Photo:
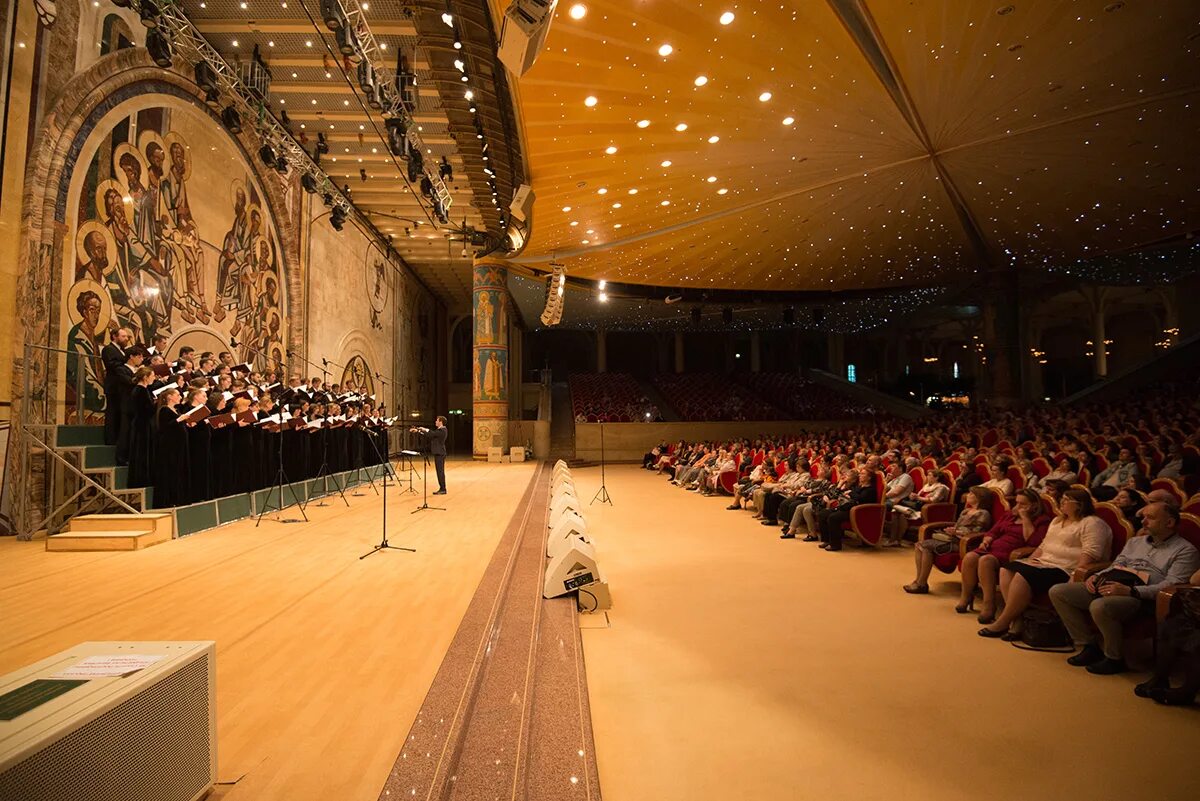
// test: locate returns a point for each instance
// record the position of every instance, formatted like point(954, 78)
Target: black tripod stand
point(281, 476)
point(603, 493)
point(383, 543)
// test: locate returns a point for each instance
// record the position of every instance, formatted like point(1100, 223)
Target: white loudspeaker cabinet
point(523, 32)
point(569, 571)
point(571, 524)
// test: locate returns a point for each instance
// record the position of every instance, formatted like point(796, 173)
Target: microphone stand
point(281, 476)
point(603, 493)
point(383, 543)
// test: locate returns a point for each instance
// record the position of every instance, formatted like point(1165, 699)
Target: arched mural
point(168, 234)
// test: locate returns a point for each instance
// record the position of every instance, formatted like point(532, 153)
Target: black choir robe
point(141, 449)
point(172, 465)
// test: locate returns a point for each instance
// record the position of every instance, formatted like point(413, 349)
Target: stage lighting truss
point(390, 90)
point(221, 78)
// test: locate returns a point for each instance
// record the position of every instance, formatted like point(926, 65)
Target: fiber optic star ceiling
point(843, 144)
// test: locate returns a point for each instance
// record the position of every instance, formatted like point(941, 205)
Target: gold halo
point(106, 302)
point(119, 174)
point(238, 184)
point(82, 235)
point(144, 140)
point(105, 186)
point(172, 138)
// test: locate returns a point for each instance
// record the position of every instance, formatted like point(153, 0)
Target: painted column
point(490, 363)
point(601, 350)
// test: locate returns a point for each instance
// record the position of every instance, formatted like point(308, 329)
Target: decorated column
point(490, 368)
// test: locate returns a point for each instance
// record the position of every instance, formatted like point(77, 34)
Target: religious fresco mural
point(171, 236)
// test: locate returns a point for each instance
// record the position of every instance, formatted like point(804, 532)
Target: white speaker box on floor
point(569, 524)
point(523, 32)
point(569, 571)
point(561, 547)
point(112, 722)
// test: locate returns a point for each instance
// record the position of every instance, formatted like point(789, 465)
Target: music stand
point(383, 543)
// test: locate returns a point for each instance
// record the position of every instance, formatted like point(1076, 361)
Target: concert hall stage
point(323, 660)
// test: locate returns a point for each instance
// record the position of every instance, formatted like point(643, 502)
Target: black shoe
point(1146, 688)
point(1091, 654)
point(1108, 667)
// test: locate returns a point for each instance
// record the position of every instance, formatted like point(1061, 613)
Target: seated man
point(1126, 589)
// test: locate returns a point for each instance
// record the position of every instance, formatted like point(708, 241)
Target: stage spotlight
point(331, 14)
point(159, 47)
point(337, 218)
point(231, 119)
point(148, 10)
point(347, 41)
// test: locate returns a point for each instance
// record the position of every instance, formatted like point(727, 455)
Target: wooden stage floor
point(323, 660)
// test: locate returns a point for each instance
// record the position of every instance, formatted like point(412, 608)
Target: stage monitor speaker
point(558, 547)
point(523, 32)
point(569, 524)
point(571, 570)
point(135, 721)
point(522, 203)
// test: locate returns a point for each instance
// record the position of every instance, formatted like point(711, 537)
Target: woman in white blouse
point(1075, 538)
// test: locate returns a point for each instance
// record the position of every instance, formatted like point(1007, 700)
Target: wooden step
point(106, 540)
point(155, 522)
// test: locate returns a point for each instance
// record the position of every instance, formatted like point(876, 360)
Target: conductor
point(438, 449)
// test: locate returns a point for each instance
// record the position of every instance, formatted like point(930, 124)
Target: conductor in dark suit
point(114, 356)
point(437, 437)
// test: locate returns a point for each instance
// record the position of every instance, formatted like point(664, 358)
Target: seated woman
point(1179, 645)
point(1024, 527)
point(935, 491)
point(1074, 538)
point(999, 481)
point(1066, 470)
point(1129, 501)
point(973, 519)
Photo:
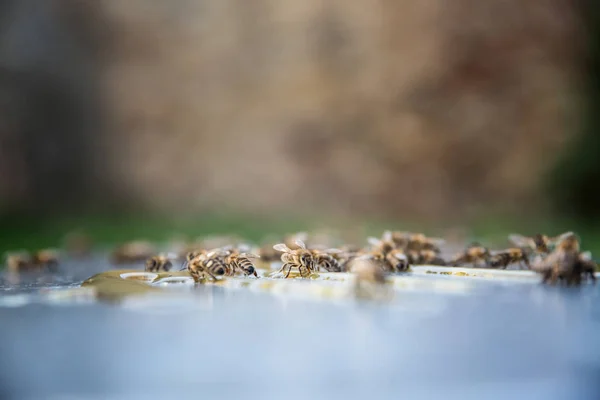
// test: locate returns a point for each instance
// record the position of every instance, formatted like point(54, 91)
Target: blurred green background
point(149, 120)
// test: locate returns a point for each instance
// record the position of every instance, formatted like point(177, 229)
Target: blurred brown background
point(425, 108)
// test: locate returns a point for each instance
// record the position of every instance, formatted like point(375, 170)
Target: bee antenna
point(184, 266)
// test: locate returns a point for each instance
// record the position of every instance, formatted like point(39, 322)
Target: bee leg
point(212, 276)
point(289, 267)
point(306, 272)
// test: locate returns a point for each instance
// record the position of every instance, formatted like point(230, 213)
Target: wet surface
point(440, 336)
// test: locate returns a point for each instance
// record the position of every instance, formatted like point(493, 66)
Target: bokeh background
point(151, 117)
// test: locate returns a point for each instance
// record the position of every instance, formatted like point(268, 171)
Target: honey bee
point(268, 254)
point(19, 261)
point(132, 252)
point(501, 259)
point(566, 263)
point(326, 259)
point(202, 264)
point(158, 263)
point(291, 240)
point(563, 263)
point(586, 266)
point(385, 253)
point(540, 243)
point(430, 257)
point(46, 258)
point(301, 258)
point(237, 261)
point(475, 254)
point(397, 261)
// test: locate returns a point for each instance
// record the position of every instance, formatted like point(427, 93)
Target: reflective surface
point(440, 337)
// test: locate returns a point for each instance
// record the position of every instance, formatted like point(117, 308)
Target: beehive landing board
point(471, 335)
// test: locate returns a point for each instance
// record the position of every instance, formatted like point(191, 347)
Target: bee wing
point(437, 241)
point(216, 252)
point(282, 247)
point(300, 243)
point(300, 236)
point(561, 237)
point(586, 256)
point(373, 241)
point(520, 240)
point(332, 251)
point(244, 248)
point(249, 255)
point(170, 255)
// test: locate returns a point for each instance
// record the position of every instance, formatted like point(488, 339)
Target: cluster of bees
point(558, 259)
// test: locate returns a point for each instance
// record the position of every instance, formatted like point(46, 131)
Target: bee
point(385, 253)
point(540, 243)
point(202, 264)
point(240, 261)
point(397, 261)
point(586, 266)
point(326, 259)
point(301, 258)
point(566, 263)
point(134, 251)
point(501, 259)
point(430, 257)
point(48, 258)
point(561, 263)
point(158, 263)
point(474, 254)
point(268, 254)
point(19, 261)
point(291, 240)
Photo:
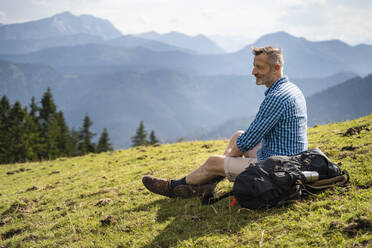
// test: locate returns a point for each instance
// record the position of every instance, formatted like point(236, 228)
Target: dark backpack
point(280, 179)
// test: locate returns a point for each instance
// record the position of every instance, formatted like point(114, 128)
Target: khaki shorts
point(235, 165)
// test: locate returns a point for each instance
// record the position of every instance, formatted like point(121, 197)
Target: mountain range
point(199, 43)
point(180, 86)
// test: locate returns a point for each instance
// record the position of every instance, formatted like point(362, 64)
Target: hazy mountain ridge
point(346, 101)
point(199, 43)
point(318, 58)
point(172, 103)
point(301, 61)
point(59, 25)
point(174, 90)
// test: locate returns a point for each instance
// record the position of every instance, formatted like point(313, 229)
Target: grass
point(99, 201)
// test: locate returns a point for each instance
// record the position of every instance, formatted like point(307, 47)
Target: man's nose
point(254, 71)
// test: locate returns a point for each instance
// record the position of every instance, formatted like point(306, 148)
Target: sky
point(347, 20)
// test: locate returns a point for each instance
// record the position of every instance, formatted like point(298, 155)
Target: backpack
point(281, 179)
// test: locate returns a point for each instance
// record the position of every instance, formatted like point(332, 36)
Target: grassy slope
point(99, 201)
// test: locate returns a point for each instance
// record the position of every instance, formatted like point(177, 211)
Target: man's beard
point(263, 80)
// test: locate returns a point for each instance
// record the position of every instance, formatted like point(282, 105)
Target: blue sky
point(348, 20)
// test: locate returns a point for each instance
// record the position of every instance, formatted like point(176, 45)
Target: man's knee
point(237, 134)
point(215, 164)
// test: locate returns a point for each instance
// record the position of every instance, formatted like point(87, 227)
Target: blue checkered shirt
point(281, 123)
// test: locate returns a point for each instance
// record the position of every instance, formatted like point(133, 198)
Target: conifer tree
point(4, 125)
point(140, 138)
point(153, 139)
point(104, 144)
point(47, 121)
point(63, 136)
point(17, 148)
point(34, 109)
point(85, 136)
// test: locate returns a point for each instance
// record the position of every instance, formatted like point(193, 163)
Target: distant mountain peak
point(64, 14)
point(59, 25)
point(198, 43)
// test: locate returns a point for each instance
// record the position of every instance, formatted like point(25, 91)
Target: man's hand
point(232, 150)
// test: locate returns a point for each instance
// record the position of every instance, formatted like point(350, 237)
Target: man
point(279, 128)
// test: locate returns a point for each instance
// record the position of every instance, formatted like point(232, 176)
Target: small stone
point(108, 220)
point(103, 202)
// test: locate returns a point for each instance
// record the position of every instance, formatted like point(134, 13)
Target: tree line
point(41, 133)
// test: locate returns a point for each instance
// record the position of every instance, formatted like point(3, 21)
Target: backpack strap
point(210, 199)
point(330, 182)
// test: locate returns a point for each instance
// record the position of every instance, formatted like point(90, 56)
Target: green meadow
point(98, 200)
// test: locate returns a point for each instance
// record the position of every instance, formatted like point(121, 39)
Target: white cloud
point(312, 19)
point(3, 18)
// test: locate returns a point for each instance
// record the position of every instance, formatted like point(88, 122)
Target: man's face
point(263, 71)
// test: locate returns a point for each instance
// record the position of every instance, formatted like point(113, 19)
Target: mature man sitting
point(279, 128)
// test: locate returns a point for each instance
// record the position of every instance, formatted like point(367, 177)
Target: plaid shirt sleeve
point(267, 117)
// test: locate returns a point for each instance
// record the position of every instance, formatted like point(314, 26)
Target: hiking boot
point(158, 186)
point(189, 191)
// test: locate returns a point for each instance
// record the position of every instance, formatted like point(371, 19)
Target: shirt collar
point(276, 84)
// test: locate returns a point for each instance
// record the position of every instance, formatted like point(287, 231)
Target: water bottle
point(311, 176)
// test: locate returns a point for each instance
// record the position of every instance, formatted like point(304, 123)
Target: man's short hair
point(274, 55)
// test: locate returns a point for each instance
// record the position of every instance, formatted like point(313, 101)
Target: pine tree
point(140, 138)
point(4, 125)
point(34, 109)
point(48, 109)
point(17, 148)
point(85, 136)
point(49, 129)
point(153, 139)
point(104, 142)
point(63, 136)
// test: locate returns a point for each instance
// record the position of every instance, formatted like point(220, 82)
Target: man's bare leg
point(209, 173)
point(232, 150)
point(214, 166)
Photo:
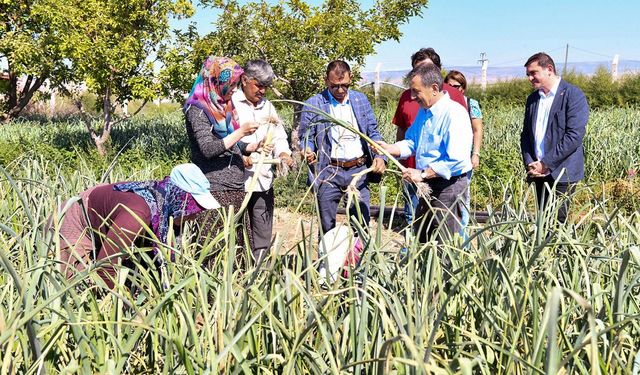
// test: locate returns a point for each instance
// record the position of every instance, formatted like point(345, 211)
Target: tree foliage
point(299, 40)
point(108, 46)
point(31, 46)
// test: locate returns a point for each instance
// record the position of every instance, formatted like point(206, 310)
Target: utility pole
point(614, 68)
point(376, 84)
point(485, 63)
point(566, 57)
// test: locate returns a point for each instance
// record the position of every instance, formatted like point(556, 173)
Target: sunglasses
point(344, 86)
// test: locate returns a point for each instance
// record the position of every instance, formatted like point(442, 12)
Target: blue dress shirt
point(440, 137)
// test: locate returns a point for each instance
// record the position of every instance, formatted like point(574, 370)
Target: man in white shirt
point(440, 139)
point(555, 122)
point(251, 105)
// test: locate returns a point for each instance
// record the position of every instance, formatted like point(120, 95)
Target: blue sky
point(508, 31)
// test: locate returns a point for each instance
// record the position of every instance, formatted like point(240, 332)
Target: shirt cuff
point(405, 150)
point(441, 170)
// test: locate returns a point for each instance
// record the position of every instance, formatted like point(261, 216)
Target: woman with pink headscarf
point(214, 134)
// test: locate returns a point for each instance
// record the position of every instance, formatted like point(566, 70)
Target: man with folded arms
point(334, 153)
point(440, 139)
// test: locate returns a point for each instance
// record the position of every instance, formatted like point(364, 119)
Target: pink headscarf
point(218, 77)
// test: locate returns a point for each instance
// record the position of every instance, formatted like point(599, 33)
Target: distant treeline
point(599, 88)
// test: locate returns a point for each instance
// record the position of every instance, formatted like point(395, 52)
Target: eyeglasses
point(344, 86)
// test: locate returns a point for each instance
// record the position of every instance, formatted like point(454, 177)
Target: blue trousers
point(333, 187)
point(410, 195)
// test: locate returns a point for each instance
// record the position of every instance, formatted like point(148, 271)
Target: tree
point(31, 47)
point(113, 48)
point(299, 40)
point(109, 46)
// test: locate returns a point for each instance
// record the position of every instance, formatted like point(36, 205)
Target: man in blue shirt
point(335, 153)
point(440, 137)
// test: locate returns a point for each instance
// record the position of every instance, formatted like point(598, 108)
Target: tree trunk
point(19, 100)
point(295, 138)
point(101, 140)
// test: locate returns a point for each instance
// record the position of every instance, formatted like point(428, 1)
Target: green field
point(525, 296)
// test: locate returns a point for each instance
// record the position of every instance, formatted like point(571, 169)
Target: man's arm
point(528, 154)
point(457, 142)
point(576, 118)
point(307, 130)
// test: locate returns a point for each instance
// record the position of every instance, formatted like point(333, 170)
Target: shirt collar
point(553, 90)
point(241, 97)
point(335, 102)
point(440, 105)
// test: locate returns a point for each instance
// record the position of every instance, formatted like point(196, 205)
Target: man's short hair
point(429, 74)
point(542, 59)
point(259, 70)
point(457, 75)
point(339, 67)
point(423, 54)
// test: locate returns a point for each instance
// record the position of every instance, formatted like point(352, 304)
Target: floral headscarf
point(165, 199)
point(218, 77)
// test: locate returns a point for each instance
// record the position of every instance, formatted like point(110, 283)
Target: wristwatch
point(423, 174)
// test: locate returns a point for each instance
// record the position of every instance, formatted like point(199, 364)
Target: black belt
point(357, 162)
point(439, 179)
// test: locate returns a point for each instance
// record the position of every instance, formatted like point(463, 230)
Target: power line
point(522, 59)
point(591, 52)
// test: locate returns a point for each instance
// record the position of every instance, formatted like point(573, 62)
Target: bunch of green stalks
point(521, 295)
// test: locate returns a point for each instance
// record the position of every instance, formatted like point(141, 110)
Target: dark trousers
point(260, 211)
point(563, 190)
point(331, 190)
point(440, 215)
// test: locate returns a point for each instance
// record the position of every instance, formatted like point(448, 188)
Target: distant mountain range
point(494, 74)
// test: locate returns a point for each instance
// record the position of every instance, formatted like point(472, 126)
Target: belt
point(444, 180)
point(459, 176)
point(357, 162)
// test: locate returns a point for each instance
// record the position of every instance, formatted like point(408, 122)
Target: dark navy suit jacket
point(564, 153)
point(315, 134)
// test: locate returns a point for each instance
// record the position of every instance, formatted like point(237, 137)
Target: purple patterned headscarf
point(165, 199)
point(216, 79)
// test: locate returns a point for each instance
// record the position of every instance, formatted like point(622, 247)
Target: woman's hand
point(260, 147)
point(249, 127)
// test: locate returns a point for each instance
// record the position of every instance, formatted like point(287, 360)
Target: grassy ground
point(522, 295)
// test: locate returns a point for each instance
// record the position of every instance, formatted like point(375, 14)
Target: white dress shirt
point(542, 119)
point(345, 144)
point(265, 114)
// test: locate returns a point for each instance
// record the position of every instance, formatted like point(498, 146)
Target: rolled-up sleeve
point(455, 146)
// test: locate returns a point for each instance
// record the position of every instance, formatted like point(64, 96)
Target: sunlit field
point(522, 295)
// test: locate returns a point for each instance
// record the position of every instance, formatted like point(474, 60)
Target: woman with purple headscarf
point(214, 135)
point(103, 220)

------------------------------------------------------------

» Required action:
Take the lines above from the one containing "like point(493, 66)" down to the one containing "like point(268, 171)", and transcribe them exactly, both ends included.

» Exercise answer:
// record the position of every instance, formatted like point(493, 66)
Target: bokeh background
point(151, 117)
// test: locate returns a point for each instance
// record the position of every instance, formatted like point(268, 171)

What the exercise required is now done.